> **REQUIREMENTS**: Recast the listing as a Markdown table with the columns "Row" (a running number) and "Listing line", leaving out blank lines. Begin at the line that contains "[mark] the wooden bench" and stop after the final line of the listing.

——

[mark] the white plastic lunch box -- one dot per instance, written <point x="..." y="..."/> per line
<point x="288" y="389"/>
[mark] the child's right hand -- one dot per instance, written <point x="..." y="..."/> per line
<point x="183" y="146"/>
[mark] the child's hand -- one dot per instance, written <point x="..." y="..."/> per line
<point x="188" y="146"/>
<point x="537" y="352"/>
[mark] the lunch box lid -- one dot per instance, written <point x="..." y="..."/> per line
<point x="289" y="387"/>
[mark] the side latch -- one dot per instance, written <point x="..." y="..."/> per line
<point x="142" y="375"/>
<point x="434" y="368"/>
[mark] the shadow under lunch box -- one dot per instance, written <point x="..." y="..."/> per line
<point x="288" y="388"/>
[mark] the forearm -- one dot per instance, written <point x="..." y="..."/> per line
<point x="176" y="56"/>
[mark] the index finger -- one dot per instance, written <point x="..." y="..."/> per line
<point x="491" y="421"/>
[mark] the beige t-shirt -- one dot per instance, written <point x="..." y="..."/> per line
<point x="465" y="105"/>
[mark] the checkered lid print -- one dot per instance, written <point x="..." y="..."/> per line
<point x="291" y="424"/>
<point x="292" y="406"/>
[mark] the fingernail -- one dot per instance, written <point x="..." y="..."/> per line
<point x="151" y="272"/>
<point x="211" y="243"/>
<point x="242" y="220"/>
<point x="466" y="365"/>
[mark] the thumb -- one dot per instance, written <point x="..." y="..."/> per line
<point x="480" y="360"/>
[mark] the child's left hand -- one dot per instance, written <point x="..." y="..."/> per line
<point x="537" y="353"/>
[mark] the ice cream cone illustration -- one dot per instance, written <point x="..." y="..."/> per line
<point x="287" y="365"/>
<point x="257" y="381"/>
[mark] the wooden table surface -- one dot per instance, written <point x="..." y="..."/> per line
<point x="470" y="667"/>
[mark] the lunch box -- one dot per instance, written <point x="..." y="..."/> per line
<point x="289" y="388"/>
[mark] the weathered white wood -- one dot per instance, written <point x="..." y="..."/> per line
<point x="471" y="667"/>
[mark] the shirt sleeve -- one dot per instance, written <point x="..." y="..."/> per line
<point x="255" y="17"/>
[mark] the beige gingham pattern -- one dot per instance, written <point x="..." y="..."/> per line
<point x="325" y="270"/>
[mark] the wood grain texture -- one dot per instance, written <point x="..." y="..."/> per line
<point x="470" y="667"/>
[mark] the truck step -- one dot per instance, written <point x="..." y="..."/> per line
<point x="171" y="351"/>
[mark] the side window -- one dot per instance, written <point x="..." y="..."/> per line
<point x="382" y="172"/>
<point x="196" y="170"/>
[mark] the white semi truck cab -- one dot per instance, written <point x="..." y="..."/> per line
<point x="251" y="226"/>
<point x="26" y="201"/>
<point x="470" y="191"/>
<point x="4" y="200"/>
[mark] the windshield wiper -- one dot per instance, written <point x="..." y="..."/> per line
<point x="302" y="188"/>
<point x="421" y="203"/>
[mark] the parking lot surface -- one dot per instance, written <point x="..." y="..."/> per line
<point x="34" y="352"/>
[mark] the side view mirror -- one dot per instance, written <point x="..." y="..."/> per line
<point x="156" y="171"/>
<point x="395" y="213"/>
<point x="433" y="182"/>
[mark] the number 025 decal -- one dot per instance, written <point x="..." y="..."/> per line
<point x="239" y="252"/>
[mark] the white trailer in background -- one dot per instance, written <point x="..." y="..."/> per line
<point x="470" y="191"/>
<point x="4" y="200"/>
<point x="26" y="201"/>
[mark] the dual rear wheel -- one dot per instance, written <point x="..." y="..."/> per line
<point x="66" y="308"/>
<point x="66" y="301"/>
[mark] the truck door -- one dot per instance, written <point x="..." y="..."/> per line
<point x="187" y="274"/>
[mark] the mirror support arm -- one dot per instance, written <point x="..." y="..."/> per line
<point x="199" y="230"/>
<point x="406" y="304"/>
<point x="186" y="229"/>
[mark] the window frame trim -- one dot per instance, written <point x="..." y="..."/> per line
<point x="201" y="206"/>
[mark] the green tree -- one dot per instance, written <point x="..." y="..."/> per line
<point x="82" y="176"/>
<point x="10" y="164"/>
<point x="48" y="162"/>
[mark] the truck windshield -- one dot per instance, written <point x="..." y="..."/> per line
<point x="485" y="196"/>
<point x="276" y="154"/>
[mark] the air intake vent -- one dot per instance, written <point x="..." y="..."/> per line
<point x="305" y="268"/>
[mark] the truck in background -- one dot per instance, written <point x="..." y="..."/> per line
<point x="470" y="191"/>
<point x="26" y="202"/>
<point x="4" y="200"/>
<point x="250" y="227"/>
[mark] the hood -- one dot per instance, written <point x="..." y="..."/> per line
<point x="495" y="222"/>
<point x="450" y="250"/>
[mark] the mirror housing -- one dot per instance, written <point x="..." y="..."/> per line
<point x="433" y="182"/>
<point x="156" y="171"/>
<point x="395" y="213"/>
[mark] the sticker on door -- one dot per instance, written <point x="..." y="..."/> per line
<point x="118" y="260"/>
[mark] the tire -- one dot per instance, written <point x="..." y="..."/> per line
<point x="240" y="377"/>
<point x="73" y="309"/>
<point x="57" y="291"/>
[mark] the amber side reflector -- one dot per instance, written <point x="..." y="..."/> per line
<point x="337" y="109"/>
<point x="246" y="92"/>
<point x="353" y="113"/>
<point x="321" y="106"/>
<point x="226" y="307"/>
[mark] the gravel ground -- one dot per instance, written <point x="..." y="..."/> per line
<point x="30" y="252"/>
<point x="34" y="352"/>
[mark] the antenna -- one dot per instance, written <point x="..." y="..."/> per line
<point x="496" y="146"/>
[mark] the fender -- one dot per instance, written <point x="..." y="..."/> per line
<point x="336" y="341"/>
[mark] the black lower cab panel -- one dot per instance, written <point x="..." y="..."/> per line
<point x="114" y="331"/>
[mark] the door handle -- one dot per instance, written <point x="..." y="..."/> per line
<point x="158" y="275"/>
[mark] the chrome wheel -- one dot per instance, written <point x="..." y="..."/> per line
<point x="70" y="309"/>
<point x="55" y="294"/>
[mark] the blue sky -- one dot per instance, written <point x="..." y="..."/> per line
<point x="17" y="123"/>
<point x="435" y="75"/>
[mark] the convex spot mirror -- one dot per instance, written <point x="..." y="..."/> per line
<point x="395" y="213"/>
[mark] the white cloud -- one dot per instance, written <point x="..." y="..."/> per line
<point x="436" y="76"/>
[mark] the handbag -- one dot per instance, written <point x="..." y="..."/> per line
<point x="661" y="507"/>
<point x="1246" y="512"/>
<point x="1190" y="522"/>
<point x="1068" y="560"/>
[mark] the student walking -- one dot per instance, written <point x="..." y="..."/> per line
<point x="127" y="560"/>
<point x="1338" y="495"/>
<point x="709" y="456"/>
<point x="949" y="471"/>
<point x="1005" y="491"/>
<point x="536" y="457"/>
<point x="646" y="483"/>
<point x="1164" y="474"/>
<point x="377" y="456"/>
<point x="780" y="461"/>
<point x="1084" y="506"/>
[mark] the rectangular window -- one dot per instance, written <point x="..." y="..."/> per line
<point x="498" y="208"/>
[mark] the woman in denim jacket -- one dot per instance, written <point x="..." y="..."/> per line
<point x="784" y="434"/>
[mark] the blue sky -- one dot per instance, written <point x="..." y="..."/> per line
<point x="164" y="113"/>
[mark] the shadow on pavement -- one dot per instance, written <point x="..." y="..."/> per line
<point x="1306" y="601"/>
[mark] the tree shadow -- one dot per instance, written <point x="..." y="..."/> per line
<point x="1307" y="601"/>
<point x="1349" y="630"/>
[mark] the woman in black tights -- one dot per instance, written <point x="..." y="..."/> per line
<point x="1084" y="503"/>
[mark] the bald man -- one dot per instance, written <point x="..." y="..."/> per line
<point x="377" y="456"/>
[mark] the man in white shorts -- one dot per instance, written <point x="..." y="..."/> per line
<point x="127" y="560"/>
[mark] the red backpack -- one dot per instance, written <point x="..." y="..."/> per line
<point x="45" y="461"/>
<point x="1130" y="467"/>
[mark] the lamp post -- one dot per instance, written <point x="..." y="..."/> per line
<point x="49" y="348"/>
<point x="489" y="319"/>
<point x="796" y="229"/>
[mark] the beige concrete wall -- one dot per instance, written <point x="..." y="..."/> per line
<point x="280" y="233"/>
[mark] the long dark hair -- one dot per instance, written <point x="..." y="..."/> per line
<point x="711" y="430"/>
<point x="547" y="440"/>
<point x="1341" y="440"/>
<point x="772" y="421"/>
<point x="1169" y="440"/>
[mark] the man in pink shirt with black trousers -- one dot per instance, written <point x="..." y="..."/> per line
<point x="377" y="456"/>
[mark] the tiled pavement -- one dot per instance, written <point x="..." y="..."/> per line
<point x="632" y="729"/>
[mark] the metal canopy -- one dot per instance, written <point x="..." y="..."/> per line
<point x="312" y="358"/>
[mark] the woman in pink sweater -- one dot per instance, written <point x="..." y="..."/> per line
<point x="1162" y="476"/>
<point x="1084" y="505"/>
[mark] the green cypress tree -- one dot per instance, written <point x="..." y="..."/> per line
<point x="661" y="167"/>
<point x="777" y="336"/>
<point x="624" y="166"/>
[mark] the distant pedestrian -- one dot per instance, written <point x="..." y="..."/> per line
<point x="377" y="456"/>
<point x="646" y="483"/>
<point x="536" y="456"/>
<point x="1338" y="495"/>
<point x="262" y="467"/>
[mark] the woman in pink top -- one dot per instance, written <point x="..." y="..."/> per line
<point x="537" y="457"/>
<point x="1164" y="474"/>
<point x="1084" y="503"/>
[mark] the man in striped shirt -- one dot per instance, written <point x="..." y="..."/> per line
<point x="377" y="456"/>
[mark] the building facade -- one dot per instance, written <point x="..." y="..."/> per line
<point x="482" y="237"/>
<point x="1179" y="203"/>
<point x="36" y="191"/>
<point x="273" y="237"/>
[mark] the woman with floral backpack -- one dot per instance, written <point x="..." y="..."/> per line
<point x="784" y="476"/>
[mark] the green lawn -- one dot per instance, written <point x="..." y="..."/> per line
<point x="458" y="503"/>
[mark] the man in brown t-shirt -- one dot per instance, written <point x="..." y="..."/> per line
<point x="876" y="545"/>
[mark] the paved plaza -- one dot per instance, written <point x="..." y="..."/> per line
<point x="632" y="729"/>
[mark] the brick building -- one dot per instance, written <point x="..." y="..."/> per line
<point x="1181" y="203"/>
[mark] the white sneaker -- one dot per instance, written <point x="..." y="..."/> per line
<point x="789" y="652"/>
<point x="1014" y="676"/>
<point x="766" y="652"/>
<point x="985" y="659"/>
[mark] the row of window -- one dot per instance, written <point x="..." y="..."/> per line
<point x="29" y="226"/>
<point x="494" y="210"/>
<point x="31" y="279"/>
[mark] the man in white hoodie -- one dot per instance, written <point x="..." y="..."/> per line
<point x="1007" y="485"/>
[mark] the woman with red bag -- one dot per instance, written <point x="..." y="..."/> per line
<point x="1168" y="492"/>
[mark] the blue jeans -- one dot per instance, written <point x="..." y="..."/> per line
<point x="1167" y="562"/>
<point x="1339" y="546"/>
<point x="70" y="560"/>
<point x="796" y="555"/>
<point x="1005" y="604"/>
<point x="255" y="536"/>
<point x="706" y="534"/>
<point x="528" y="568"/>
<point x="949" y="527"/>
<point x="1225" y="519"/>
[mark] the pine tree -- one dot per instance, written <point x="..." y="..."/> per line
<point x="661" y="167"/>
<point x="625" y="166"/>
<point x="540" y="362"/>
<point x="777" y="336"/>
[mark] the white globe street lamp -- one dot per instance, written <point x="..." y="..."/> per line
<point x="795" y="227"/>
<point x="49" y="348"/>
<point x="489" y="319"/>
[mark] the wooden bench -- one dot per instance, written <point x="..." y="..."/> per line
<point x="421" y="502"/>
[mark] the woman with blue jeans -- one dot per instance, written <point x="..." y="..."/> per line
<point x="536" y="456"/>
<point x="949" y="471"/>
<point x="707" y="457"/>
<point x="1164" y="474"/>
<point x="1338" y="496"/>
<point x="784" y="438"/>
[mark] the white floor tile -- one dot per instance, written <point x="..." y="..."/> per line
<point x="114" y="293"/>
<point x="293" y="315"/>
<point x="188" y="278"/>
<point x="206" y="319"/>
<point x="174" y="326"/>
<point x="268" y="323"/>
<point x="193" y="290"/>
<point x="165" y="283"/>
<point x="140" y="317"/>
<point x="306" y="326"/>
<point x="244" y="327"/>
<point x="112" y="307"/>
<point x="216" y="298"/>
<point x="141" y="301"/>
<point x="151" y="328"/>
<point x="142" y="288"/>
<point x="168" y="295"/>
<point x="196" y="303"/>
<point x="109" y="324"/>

——

> **EXERCISE RESULT**:
| Row | Listing line |
|---|---|
| 1 | [mark] the wooden bench -- one dot per instance, written <point x="..." y="..."/> per line |
| 2 | <point x="421" y="502"/> |
| 3 | [mark] the woman with blue jeans -- one dot per instance, written <point x="..." y="..."/> per line |
| 4 | <point x="536" y="456"/> |
| 5 | <point x="949" y="471"/> |
| 6 | <point x="707" y="457"/> |
| 7 | <point x="1164" y="474"/> |
| 8 | <point x="1338" y="496"/> |
| 9 | <point x="784" y="438"/> |
| 10 | [mark] the white floor tile -- one dot per instance, written <point x="..." y="..."/> per line |
| 11 | <point x="114" y="293"/> |
| 12 | <point x="293" y="315"/> |
| 13 | <point x="188" y="278"/> |
| 14 | <point x="206" y="319"/> |
| 15 | <point x="174" y="326"/> |
| 16 | <point x="268" y="323"/> |
| 17 | <point x="193" y="290"/> |
| 18 | <point x="165" y="283"/> |
| 19 | <point x="140" y="317"/> |
| 20 | <point x="306" y="326"/> |
| 21 | <point x="244" y="327"/> |
| 22 | <point x="112" y="307"/> |
| 23 | <point x="216" y="298"/> |
| 24 | <point x="141" y="301"/> |
| 25 | <point x="151" y="328"/> |
| 26 | <point x="142" y="288"/> |
| 27 | <point x="168" y="295"/> |
| 28 | <point x="196" y="303"/> |
| 29 | <point x="109" y="324"/> |